#### Quoted passage
....
The Canadian and British Crowns are distinct corporations sole. As a result, the Queen of Canada and Queen of the United Kingdom are legally distinct office holders, just as the Canadian Crown and British Crown are distinct offices. However, the natural person who occupies these offices, Elizabeth Windsor, is the same. One woman personifies distinct and separate offices. This means that the Canadian and British Crown are under a personal union, but not a legal or constitutional one. Elizabeth Windsor holds the legally independent offices of the Queen/Crown of Canada and the Queen/Crown of the United Kingdom. But when she acts as the Queen of Canada, she is not acting as the Queen of the United Kingdom. The fact that Elizabeth Windsor is both the Queen of Canada and the United Kingdom does not mean that the two states shared a single Crown or Sovereign.
To conclude, it is worth discussing what might happen if we accept the government’s argument that succession is only a matter of British law and that changes to the rules of succession do not require a constitutional amendment. The most obvious consequence of the government’s position is that Canadian republicans will have been proved right: the Crown is an inherently British entity and Canada cannot claim to be an independent state until our ties to the House of Windsor are cut or we become a republic. The government’s view would also mean that Canada would effectively cease to be a constitutional monarchy if the United Kingdom decided to become a republic. The concept that underlies Canada’s entire system of government, the Crown, could be dismantled by another country.
The government’s narrow construction of the office of the Queen under s. 41(a) of the Constitution Act, 1982 may lead to some interesting outcomes, too. If the office of the Queen covers only those powers of the Crown that are explicitly identified in the codified constitution, a future Parliament could pass various statutes to undermine the monarchy without consulting the provinces. One could image, for instance, a future Parliament passing a regency act that transforms the Governor General from the representative of the monarch to the personification of the Crown in Canada, owing to the Sovereign absence in Canada. Coupled with a new set of letters patent that transferred all of the Sovereign’s remaining authority to the Governor General, this regency act could be used to exclude the royal family from all Canadian affairs. Since this kind of act would not affect the powers of the Crown included in the codified constitution, Parliament could pass it without consulting the provinces. Of course, it is difficult to imagine that this was the intended spirit of s.41(a), but a narrow construction of the office of the Queen might allow it.
....
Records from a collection
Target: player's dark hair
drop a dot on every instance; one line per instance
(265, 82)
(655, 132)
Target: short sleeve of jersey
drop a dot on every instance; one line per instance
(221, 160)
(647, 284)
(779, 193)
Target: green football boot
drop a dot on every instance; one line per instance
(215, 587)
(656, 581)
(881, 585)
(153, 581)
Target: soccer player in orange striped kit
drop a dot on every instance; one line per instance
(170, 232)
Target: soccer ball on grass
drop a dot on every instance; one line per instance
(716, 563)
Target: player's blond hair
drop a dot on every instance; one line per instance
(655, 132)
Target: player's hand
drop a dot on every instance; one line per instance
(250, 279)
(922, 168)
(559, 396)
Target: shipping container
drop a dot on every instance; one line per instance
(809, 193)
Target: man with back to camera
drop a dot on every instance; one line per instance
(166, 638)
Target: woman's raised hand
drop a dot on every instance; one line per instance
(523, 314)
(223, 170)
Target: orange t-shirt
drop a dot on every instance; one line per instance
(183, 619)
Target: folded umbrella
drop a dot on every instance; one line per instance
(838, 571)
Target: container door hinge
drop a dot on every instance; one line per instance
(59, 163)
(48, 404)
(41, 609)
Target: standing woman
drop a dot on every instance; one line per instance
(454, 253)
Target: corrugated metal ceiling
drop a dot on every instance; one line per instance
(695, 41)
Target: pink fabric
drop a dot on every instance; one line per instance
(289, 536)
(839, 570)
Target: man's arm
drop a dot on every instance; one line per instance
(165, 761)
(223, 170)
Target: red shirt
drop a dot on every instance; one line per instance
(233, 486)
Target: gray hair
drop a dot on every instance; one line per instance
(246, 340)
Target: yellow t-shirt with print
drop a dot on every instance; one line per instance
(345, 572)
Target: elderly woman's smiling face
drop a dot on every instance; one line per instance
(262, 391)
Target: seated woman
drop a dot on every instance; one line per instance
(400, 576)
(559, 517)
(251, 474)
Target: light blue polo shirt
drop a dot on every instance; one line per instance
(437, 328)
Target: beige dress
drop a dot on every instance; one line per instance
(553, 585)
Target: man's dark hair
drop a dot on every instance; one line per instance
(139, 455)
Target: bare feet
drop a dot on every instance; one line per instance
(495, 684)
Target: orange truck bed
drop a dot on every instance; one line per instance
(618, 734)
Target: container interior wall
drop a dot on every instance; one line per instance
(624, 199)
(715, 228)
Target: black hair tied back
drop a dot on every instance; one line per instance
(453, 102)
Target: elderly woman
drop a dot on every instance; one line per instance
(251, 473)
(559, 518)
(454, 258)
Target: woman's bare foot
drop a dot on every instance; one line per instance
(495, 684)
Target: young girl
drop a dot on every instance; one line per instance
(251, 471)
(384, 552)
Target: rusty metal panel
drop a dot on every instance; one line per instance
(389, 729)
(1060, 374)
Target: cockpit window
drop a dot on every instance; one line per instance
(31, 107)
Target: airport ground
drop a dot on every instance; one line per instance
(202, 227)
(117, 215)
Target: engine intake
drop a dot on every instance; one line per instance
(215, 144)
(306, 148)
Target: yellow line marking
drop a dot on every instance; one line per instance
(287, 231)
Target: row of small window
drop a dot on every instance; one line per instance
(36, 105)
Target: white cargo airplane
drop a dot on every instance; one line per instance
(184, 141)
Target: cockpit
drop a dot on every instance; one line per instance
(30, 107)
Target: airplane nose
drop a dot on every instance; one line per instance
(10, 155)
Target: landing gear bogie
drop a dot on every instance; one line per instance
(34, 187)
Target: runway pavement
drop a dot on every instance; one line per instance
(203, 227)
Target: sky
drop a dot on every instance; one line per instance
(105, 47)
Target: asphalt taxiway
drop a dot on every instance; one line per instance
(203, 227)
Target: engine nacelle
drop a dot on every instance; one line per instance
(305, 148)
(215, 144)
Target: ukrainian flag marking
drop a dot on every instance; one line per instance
....
#### Job
Can you continue the passage on the Canadian Crown, picking up after its final sentence? This material was taken from a separate source.

#### Response for this exercise
Suffice it to say, while the changes to the succession are laudable, a greater degree of caution and debate is warranted here.
Philippe Lagassé is an assistant professor of public and international affairs at the University of Ottawa. He thanks James W.J. Bowden for his research assistance.
dapaterson said:My preferred model would be to have provincial parties produces candidate lists for the senate; following provincial elections, the provincial popular vote would be used to allocate seats to each party. Have half the seats up for grabs at each election to provide for longer terms in the Senate, and prohibit re-appointment.
Saves on the cost of a distinct election, and ensures that turnover in government provincially means turnover in the Senate.
E.R. Campbell said:Back to regencies, or prospects, thereof. You should consider Philippe Lagassé's article which is reproduced under the Fair Dealing provisions of the Copyright Act from MacLean's:
http://www2.macleans.ca/2013/02/03/the-queen-of-canada-is-dead-long-live-the-british-queen/
The very heart of Prof Lagassé's thesis is the idea of a corporation sole; he references a pretty good Wikipedia article, here, but I would also suggest reading this because you have to understand that Blackstone is black letter law on this matter and our Queen is a corporation sole ~ indeed, she is 16 separate and unique corporations sole, each distinct from all the others. As such any matter relating to her succession to her realm is a Constitutional matter for each sovereign state. That's the crux of Lagassé's argument for requiring s.41(a).
You don't have to agree ~ and many don't, arguing that the succession does not, in any fundamental way, alter the office of the monarch ~ but I think it's important to understand the concept.
If this bill passes and survives a court challenge then the preamble to the Statutes of Westminster can be used to disavow the succession, too, leading the way to a Regency.
Conservative Senator Mike Duffy’s office contacted Prince Edward Island’s minister of health to discuss expediting an application for a provincial health card after being asked to produce documents proving he lives in the province.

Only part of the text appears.